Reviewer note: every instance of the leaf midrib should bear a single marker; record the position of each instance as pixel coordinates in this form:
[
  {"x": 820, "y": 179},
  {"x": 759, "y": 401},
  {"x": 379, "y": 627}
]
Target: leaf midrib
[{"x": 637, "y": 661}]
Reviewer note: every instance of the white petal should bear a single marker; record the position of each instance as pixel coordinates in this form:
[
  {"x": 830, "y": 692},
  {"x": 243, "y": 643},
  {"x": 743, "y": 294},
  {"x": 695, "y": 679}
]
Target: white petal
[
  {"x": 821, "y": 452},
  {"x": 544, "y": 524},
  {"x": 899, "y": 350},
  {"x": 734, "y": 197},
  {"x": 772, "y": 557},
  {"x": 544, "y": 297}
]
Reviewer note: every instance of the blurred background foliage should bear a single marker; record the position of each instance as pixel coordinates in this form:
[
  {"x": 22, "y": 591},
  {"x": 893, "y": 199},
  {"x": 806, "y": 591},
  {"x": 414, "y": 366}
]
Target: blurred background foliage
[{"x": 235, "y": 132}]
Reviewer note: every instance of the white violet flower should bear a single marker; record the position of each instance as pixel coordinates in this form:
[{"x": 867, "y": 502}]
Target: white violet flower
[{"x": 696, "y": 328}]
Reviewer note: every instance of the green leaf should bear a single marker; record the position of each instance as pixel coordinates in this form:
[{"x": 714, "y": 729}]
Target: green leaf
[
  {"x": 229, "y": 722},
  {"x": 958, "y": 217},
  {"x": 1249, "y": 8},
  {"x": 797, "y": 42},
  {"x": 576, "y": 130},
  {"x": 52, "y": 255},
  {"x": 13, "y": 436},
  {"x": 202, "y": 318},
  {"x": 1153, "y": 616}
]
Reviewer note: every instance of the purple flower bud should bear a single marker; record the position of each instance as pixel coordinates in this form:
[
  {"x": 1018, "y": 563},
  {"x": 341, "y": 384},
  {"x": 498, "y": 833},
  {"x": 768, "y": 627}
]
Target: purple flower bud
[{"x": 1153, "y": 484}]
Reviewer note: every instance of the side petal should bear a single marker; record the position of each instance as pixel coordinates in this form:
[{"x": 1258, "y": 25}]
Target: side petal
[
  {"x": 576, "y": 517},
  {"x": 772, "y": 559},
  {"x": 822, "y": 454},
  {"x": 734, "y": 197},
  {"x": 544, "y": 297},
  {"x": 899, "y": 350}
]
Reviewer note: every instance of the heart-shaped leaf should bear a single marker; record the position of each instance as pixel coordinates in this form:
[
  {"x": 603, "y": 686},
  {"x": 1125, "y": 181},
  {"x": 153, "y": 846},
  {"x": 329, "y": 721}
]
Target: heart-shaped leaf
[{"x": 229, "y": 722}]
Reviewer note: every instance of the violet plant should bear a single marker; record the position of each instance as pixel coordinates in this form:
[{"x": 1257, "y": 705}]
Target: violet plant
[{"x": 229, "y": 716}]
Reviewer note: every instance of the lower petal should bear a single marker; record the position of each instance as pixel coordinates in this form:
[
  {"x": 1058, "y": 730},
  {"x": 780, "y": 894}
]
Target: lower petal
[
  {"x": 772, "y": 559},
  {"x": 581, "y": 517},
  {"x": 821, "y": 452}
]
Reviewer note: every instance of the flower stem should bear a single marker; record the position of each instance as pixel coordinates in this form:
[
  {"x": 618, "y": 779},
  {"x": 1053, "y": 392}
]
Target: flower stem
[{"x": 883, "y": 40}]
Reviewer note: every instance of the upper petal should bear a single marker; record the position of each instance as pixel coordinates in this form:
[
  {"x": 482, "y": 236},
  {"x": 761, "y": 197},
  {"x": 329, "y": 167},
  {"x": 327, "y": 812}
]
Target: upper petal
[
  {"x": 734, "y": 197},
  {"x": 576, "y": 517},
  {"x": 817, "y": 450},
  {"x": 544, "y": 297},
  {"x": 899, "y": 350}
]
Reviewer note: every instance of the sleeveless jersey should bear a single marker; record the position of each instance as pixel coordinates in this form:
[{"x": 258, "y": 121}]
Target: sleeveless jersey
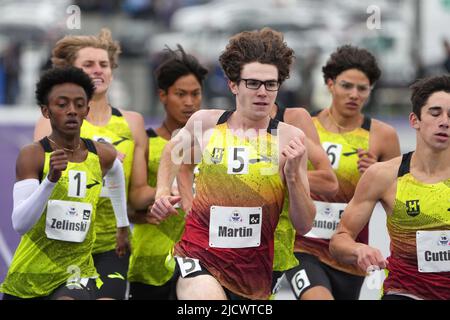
[
  {"x": 153, "y": 244},
  {"x": 239, "y": 197},
  {"x": 40, "y": 264},
  {"x": 419, "y": 228},
  {"x": 118, "y": 133},
  {"x": 342, "y": 152}
]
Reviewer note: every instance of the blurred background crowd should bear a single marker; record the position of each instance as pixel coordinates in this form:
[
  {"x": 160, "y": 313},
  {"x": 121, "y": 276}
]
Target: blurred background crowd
[{"x": 409, "y": 38}]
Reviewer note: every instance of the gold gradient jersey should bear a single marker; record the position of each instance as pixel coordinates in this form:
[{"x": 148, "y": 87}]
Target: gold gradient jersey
[
  {"x": 118, "y": 133},
  {"x": 239, "y": 197},
  {"x": 419, "y": 228},
  {"x": 63, "y": 237},
  {"x": 341, "y": 149}
]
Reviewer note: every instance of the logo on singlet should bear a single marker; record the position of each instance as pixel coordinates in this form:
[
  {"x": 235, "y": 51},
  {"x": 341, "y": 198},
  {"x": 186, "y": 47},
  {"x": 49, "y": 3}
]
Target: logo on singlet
[
  {"x": 217, "y": 155},
  {"x": 412, "y": 207}
]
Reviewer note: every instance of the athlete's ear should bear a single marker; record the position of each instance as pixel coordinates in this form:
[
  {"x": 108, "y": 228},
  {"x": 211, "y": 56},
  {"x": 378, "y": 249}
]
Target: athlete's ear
[
  {"x": 414, "y": 121},
  {"x": 233, "y": 86},
  {"x": 330, "y": 84},
  {"x": 162, "y": 96},
  {"x": 44, "y": 111}
]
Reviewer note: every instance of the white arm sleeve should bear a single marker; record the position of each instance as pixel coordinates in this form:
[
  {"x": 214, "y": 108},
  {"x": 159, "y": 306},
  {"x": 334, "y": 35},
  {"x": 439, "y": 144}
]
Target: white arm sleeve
[
  {"x": 115, "y": 182},
  {"x": 30, "y": 199}
]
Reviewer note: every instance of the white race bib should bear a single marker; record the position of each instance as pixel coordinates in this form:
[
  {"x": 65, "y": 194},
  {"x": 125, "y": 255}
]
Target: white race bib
[
  {"x": 433, "y": 251},
  {"x": 235, "y": 227},
  {"x": 68, "y": 220},
  {"x": 327, "y": 219}
]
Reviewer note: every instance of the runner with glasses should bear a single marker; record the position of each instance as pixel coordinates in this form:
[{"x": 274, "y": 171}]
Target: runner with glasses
[
  {"x": 248, "y": 163},
  {"x": 270, "y": 85},
  {"x": 414, "y": 191}
]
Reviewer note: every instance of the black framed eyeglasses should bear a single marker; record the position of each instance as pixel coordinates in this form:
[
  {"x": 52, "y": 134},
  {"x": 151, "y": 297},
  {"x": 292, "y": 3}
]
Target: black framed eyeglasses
[{"x": 270, "y": 85}]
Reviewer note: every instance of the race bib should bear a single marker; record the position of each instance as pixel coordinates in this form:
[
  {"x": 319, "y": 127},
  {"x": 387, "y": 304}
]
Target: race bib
[
  {"x": 235, "y": 227},
  {"x": 433, "y": 251},
  {"x": 68, "y": 220},
  {"x": 327, "y": 219}
]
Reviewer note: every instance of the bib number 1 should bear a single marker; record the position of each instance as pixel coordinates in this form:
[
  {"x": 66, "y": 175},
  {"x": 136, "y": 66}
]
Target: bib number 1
[
  {"x": 237, "y": 160},
  {"x": 333, "y": 151}
]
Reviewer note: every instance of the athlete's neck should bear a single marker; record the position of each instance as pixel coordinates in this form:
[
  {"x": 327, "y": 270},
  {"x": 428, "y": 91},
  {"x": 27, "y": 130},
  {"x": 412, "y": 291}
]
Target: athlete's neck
[
  {"x": 431, "y": 161},
  {"x": 239, "y": 121},
  {"x": 100, "y": 111}
]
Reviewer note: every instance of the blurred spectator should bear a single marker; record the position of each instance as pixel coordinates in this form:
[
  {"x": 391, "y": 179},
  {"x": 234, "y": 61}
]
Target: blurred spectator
[
  {"x": 138, "y": 9},
  {"x": 447, "y": 55},
  {"x": 11, "y": 69}
]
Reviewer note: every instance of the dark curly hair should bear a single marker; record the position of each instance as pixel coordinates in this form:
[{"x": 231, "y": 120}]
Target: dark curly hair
[
  {"x": 66, "y": 50},
  {"x": 349, "y": 57},
  {"x": 265, "y": 46},
  {"x": 56, "y": 76},
  {"x": 178, "y": 64},
  {"x": 422, "y": 89}
]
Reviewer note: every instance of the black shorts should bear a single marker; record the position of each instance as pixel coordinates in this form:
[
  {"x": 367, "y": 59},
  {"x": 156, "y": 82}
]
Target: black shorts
[
  {"x": 142, "y": 291},
  {"x": 78, "y": 292},
  {"x": 277, "y": 278},
  {"x": 113, "y": 273},
  {"x": 200, "y": 271},
  {"x": 311, "y": 272}
]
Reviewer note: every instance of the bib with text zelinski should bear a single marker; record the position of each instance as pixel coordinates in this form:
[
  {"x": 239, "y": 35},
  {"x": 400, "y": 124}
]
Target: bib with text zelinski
[
  {"x": 235, "y": 227},
  {"x": 433, "y": 251},
  {"x": 68, "y": 220},
  {"x": 327, "y": 219}
]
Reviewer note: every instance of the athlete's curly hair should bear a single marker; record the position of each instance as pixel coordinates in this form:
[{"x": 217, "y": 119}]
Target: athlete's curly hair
[
  {"x": 56, "y": 76},
  {"x": 422, "y": 89},
  {"x": 178, "y": 64},
  {"x": 349, "y": 57}
]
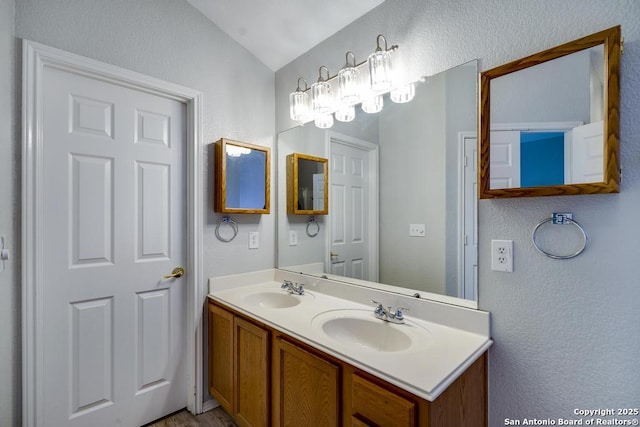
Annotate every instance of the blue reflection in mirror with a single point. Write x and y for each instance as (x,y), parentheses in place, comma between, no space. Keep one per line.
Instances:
(246,174)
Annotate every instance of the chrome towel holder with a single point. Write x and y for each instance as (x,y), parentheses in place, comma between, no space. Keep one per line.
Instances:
(312,221)
(227,221)
(560,219)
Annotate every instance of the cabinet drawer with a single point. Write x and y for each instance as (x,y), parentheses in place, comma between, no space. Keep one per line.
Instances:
(373,405)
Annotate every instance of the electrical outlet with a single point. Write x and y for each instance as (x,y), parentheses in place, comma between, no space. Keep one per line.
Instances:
(502,255)
(254,242)
(417,230)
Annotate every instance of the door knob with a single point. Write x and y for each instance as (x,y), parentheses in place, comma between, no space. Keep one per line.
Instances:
(177,272)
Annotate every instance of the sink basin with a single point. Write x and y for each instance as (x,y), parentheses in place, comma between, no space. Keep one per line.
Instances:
(361,328)
(275,299)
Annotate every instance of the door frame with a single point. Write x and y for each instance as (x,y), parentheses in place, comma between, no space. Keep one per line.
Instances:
(36,57)
(374,218)
(463,282)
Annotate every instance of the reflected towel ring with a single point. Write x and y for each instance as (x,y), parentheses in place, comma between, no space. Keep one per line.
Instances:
(234,226)
(312,220)
(564,221)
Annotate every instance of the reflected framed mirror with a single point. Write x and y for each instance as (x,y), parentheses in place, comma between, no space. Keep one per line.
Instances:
(242,174)
(411,164)
(549,123)
(307,182)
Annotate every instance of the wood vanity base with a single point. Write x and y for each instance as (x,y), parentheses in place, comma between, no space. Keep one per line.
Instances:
(309,387)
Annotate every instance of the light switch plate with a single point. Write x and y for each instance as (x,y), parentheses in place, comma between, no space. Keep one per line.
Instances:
(254,242)
(417,230)
(293,238)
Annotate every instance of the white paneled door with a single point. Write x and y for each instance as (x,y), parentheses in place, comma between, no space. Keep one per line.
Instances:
(349,201)
(113,204)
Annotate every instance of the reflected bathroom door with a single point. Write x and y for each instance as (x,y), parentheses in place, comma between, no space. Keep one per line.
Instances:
(352,243)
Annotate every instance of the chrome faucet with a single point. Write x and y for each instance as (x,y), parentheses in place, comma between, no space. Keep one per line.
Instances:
(389,315)
(293,288)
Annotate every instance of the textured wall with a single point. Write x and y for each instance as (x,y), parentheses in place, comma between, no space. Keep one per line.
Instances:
(166,39)
(9,200)
(566,332)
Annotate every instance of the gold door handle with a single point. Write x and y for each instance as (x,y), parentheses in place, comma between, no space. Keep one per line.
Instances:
(177,272)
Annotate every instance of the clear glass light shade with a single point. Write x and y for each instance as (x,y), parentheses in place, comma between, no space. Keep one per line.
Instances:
(349,83)
(403,93)
(380,71)
(346,114)
(373,104)
(299,106)
(324,121)
(321,98)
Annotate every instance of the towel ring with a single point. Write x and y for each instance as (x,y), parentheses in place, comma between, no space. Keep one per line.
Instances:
(312,220)
(228,221)
(557,256)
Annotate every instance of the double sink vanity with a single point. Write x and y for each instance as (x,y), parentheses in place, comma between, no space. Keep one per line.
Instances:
(325,358)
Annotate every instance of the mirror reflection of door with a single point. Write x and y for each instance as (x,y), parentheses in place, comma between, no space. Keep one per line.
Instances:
(351,217)
(568,89)
(545,154)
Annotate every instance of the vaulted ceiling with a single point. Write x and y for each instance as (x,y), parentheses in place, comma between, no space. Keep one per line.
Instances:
(278,31)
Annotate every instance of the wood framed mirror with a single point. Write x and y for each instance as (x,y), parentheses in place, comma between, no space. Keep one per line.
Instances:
(242,173)
(307,185)
(549,123)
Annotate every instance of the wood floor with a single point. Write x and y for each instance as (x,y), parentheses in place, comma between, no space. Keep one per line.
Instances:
(215,418)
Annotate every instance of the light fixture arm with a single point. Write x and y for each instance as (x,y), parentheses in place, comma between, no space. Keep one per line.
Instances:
(306,86)
(320,79)
(353,56)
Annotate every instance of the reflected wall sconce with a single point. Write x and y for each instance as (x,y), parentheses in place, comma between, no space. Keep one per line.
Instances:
(336,96)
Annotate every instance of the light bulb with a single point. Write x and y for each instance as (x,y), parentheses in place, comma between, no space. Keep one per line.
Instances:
(380,71)
(403,93)
(380,67)
(324,121)
(346,114)
(349,82)
(373,104)
(321,94)
(299,103)
(299,106)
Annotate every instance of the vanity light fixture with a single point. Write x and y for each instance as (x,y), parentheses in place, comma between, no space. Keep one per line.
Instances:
(324,121)
(299,103)
(380,67)
(403,94)
(346,114)
(373,104)
(336,96)
(349,82)
(321,94)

================================

» **EXERCISE BRIEF**: Render the material from the line containing "Annotate every instance of the vanity" through the end of the material as a CSV with the header instruction,points, one row per instruction. Enclose each field in double quotes and replace every line break with a space.

» **FULL OUTPUT**:
instruction,points
"Annotate every instance of the vanity light fixture with a single point. Write x and y for each instance as (x,y), parentheses in place, comma between, no space. Keep one per line. Instances:","(324,121) (299,103) (380,67) (403,94) (346,114) (373,104) (336,96) (349,82) (321,94)"